[Exercise aim]
Please write out a passage from the remarks on art below, word for word, beginning at the words "I THINK HUMAN" and stopping after "one per cent.".

[Extract to read]
** begin **
GIVE A PIECE OF BLANK PAPER TO A KID, give them some paints, they will automatically create great work—great colour, forms, lines, space—without knowing much about art. That’s the kind of artist I want to be.
I STUDIED with Liu Kang at a very young age, 11 or 12, drawing and things. But it was Chen Wen Hsi who really inspired me. I looked at him, he would constantly stay in the studio, paint, not much socialising. I don’t think he had any bad habits. That inspired me.
INSPIRATION is more important than learning.
ART IS ACHIEVED through your own experiments, your own practice, your own hard work. It’s not something somebody can teach you. It cannot be taught. It can only be inspired.
THE MAIN THING IS you have to make a painting breathe. You have to give it life. That life makes a great painting. No matter what kind of painting it is, traditional or contemporary, all the great artists of the past bring life to their work. If it’s dead, kaput. So, I’m constantly fighting to achieve that.
I’LL FOCUS ON THE DETAILS, study a little patch, alter it. But then, you have to constantly step back and look at the bigger picture.
KNOWING when a work of art is finished is like when you accomplish a sexual encounter with a woman— when it’s done, you know it’s done.
A LOT OF EUROPEAN ARTISTS lead an exotic lifestyle, a more exciting life than most people. This kind of experience in life, I think, generates a great deal of energy that then goes into your writing, or your painting, or your music.
EXPERIENCE is the fuel for us, as artists.
EACH MAN IS DIFFERENT, each person is different, what you learn is what you are. It’s not “you are what you eat”—what you learn is what you are. So, all the things that I’ve learnt, experienced, encountered over the years, they have come to make me who I am. That’s what I’m translating into my work.
I LOVE THE FEMALE FORM. All the great artists will tell you the same thing. The lines, the textures, the curves are almost like a landscape. You’ve got hills, valleys, streams...
IT’S IMPORTANT to have good friends. Correct friends. If you have the wrong type of friends, you become the wrong kind of person.
AN ART CAREER IS A MARATHON. You’ve got to keep running, keep fighting. I had to make a living, so I did all kinds of jobs. Through this, you learn. Life is formed by your experiences.
I THINK HUMAN BEINGS are still uncivilised in many senses. Just like in the primitive days, we’re still fighting over a piece of meat—but today, a piece of meat means money and power.
YOU WANT TO BE AN ARTIST? I say, don’t get married. If you do get married, don’t have children. If Van Gogh had a wife and children, there would have been no Van Gogh.
YOU KNOW artists never have a happy life. Well, a few do, but maybe less than one per cent.
A COUNTRY WITHOUT GREAT ART, we cannot consider a great country. Simple. No matter what kind of weapons you have, it doesn’t count. Art is the thing. Think back to all the great countries in history: Egypt, China, Rome—why we consider them as great is because of their great culture.
** end **
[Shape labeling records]
** begin **
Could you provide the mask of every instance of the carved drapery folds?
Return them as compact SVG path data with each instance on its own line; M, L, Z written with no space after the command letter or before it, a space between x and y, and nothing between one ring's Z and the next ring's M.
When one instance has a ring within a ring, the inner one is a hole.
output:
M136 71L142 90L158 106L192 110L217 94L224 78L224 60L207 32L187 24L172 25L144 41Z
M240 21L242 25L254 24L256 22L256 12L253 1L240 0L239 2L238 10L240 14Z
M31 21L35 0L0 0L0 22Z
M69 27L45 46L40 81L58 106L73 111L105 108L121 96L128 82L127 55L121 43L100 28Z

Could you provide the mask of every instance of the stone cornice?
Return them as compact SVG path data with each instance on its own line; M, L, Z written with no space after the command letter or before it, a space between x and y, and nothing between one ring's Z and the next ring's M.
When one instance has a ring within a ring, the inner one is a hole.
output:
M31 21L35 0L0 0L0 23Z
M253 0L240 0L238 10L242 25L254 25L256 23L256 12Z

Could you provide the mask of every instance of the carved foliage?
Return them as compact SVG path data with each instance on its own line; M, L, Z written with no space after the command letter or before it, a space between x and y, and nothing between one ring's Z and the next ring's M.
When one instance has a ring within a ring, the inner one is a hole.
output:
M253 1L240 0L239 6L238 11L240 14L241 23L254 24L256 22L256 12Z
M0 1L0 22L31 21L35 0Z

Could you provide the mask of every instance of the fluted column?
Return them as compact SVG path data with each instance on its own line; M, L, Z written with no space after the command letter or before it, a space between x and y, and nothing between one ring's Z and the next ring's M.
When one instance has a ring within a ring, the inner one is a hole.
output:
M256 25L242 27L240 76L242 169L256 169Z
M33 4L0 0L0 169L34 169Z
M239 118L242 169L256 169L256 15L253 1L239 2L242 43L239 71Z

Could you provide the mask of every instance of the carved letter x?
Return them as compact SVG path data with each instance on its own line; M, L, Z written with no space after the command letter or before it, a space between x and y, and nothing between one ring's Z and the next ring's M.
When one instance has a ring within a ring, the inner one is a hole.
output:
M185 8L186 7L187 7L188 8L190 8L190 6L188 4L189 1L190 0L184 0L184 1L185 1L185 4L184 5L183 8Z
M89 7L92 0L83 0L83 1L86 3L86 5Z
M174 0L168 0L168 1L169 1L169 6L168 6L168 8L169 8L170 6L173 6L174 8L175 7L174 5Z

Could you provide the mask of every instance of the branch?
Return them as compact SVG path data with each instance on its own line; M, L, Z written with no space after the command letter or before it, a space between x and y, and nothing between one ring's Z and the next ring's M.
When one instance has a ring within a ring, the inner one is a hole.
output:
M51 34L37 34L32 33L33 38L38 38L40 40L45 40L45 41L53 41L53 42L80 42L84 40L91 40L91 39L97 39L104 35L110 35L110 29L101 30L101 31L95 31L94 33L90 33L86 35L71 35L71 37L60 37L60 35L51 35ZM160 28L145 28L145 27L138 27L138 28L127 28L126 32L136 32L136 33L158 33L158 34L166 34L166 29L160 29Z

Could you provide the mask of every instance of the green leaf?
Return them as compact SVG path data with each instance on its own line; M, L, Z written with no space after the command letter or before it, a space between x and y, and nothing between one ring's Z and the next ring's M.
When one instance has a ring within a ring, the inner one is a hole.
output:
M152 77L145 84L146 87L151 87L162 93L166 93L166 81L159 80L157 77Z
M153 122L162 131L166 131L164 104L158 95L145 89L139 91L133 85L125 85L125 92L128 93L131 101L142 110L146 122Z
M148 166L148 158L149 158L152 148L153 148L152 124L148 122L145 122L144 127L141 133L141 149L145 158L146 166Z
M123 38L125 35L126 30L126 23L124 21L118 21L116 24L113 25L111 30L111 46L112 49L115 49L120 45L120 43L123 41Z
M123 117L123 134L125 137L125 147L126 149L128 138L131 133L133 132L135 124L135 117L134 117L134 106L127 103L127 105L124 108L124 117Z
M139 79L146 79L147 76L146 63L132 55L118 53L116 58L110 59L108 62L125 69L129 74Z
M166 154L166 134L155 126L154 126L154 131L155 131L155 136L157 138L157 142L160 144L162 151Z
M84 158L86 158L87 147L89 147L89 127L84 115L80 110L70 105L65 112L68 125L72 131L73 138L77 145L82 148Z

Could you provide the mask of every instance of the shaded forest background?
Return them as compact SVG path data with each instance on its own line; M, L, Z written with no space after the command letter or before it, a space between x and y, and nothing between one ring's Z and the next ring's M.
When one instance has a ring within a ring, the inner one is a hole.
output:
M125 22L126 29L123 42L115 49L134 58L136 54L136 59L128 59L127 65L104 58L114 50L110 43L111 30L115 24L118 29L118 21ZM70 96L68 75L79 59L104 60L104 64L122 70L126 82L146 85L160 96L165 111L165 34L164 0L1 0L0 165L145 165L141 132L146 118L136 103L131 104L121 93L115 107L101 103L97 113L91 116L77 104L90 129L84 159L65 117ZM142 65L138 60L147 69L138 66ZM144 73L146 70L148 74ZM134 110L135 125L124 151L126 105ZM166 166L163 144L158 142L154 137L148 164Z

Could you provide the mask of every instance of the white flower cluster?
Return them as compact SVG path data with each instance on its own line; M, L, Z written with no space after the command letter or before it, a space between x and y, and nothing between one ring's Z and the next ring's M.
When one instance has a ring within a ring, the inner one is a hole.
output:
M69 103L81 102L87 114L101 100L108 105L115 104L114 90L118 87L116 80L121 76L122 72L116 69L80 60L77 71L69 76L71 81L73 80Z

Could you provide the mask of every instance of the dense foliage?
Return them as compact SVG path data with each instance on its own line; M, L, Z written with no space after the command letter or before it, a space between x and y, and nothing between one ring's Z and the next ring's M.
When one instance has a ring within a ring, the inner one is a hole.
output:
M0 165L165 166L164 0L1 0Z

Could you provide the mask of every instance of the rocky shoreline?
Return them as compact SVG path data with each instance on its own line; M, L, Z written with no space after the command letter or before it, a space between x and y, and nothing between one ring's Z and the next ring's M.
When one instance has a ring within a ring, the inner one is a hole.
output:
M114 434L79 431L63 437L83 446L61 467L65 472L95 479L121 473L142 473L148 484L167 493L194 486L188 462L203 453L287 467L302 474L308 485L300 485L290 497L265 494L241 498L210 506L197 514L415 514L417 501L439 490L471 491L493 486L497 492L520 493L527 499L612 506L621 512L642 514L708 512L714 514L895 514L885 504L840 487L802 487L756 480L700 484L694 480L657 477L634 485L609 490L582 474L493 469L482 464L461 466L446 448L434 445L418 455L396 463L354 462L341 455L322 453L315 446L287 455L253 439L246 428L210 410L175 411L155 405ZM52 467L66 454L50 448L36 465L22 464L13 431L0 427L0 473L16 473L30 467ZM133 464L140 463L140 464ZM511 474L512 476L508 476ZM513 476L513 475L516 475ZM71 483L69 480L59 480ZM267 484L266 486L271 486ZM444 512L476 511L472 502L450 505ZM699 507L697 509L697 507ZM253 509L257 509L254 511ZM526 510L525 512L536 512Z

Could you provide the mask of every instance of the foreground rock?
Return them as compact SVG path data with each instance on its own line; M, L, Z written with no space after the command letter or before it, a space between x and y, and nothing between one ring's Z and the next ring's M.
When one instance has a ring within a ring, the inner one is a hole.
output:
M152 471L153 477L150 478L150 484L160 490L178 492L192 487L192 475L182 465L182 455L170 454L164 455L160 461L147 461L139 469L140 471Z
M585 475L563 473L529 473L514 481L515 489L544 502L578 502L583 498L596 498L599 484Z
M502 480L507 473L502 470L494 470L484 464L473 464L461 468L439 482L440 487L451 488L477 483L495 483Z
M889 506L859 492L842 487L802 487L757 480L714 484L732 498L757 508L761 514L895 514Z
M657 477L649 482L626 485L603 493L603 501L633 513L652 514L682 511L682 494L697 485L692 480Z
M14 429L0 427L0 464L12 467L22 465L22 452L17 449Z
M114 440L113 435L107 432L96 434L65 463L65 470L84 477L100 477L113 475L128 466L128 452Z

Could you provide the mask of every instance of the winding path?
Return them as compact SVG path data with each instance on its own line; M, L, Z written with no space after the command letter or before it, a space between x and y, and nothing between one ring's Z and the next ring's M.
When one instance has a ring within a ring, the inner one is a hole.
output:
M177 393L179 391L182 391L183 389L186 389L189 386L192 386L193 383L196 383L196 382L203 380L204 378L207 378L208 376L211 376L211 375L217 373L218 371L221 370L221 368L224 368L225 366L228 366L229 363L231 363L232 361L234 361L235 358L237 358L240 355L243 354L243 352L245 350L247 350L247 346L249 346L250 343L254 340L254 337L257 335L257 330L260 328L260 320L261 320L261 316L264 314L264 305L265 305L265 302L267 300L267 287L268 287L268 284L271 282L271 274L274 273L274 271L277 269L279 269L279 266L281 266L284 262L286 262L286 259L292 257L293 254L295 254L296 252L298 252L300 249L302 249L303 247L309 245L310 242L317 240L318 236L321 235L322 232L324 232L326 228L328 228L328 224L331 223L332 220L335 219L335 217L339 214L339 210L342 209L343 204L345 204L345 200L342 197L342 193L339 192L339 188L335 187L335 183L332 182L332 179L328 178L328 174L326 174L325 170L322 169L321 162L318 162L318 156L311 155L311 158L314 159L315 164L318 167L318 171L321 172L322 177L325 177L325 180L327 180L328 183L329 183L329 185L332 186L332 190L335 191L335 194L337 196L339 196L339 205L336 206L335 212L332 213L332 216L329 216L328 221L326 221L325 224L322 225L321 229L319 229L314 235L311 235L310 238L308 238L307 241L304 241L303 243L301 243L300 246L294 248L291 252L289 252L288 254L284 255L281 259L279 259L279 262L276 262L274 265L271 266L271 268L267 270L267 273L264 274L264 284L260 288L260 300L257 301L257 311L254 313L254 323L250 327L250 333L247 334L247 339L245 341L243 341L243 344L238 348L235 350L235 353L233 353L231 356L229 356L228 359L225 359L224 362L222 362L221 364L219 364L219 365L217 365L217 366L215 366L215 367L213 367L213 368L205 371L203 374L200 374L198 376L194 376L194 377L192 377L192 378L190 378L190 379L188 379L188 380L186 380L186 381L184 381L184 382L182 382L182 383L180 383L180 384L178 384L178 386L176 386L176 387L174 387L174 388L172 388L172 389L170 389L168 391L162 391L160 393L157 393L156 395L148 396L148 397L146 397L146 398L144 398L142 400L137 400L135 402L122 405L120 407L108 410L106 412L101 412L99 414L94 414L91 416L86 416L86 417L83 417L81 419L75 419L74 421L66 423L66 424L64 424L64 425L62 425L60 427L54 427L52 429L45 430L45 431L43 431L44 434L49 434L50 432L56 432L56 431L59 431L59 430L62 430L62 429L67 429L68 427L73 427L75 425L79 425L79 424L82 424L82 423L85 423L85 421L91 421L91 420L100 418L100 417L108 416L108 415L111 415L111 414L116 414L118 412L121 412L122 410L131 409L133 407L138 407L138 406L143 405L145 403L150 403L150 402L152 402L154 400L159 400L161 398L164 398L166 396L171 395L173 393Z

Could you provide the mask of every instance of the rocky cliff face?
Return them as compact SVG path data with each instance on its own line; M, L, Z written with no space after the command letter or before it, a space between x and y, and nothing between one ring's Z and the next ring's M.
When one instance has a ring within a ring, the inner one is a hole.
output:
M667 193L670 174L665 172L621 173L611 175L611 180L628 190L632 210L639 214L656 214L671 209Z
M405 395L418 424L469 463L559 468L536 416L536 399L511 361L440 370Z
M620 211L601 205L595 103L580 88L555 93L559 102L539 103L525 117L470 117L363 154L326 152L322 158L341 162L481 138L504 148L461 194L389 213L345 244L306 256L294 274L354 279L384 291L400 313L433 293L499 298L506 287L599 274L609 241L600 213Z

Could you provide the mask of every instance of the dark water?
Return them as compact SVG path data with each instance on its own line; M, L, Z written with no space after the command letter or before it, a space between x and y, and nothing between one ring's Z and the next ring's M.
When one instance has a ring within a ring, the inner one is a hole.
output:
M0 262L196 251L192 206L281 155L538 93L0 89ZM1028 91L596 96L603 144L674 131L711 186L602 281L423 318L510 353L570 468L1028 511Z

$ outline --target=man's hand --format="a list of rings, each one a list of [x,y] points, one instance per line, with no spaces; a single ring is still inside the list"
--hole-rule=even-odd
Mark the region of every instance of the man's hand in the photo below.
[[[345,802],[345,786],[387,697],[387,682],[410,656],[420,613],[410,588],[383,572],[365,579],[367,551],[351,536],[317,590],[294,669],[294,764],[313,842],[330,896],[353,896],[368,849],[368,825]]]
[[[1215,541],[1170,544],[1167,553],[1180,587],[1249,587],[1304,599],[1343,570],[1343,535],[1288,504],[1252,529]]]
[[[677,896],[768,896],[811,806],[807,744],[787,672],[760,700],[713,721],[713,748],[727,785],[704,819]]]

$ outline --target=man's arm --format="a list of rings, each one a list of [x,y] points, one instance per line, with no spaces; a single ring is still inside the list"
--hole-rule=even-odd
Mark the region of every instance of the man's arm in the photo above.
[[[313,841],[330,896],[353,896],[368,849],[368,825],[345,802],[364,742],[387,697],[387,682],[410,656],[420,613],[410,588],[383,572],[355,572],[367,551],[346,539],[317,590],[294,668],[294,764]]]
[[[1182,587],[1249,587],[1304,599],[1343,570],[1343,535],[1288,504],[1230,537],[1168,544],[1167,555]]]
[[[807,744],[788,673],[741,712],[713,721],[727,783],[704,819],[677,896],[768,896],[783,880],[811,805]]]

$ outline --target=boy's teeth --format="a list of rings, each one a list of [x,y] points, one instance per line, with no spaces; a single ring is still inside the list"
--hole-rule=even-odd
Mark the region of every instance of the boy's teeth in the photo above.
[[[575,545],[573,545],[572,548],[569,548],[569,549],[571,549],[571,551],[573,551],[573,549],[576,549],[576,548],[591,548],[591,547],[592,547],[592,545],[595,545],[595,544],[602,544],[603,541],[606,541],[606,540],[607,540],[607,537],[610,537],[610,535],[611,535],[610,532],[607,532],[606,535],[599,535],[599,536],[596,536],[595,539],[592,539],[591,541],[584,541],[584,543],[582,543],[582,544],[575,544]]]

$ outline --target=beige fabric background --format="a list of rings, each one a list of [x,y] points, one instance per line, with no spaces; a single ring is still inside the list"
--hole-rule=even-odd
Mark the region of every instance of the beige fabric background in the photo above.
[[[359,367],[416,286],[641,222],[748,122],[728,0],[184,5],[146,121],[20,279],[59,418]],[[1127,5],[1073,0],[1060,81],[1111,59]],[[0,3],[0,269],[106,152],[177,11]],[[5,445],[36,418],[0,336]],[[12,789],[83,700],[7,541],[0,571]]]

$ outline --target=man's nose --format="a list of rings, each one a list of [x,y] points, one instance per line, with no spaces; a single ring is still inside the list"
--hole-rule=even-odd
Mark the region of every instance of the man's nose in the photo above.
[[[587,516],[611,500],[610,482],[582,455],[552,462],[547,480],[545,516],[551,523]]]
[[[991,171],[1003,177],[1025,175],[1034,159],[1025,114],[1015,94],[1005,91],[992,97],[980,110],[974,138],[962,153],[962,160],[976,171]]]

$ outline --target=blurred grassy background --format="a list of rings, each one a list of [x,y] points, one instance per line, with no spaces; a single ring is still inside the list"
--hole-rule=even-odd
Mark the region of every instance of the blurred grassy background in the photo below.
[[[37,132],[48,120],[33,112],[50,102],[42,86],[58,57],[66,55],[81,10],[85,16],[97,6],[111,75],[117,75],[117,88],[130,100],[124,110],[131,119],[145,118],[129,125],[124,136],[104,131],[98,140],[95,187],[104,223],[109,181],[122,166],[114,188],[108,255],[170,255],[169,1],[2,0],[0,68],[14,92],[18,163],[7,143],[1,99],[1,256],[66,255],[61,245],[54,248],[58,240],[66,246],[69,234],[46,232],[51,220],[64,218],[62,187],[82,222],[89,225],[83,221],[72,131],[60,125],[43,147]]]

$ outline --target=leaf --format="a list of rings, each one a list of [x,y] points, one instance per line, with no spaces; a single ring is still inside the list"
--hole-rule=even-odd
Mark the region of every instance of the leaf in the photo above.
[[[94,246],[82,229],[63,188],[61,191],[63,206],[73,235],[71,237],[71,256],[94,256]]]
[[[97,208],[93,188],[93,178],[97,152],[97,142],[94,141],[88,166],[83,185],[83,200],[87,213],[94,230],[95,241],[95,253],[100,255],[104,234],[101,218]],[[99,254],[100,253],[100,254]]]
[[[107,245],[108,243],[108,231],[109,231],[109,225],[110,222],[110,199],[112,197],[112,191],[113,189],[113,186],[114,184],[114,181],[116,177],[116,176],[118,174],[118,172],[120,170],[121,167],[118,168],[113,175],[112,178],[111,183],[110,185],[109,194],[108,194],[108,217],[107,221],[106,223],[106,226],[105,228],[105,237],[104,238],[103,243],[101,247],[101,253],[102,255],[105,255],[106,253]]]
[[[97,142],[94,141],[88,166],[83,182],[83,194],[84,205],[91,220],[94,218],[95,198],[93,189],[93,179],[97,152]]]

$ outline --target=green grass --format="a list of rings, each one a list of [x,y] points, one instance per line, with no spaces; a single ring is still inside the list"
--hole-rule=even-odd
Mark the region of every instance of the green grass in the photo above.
** end **
[The answer]
I THINK HUMAN BEINGS are still uncivilised in many senses. Just like in the primitive days, we’re still fighting over a piece of meat—but today, a piece of meat means money and power.
YOU WANT TO BE AN ARTIST? I say, don’t get married. If you do get married, don’t have children. If Van Gogh had a wife and children, there would have been no Van Gogh.
YOU KNOW artists never have a happy life. Well, a few do, but maybe less than one per cent.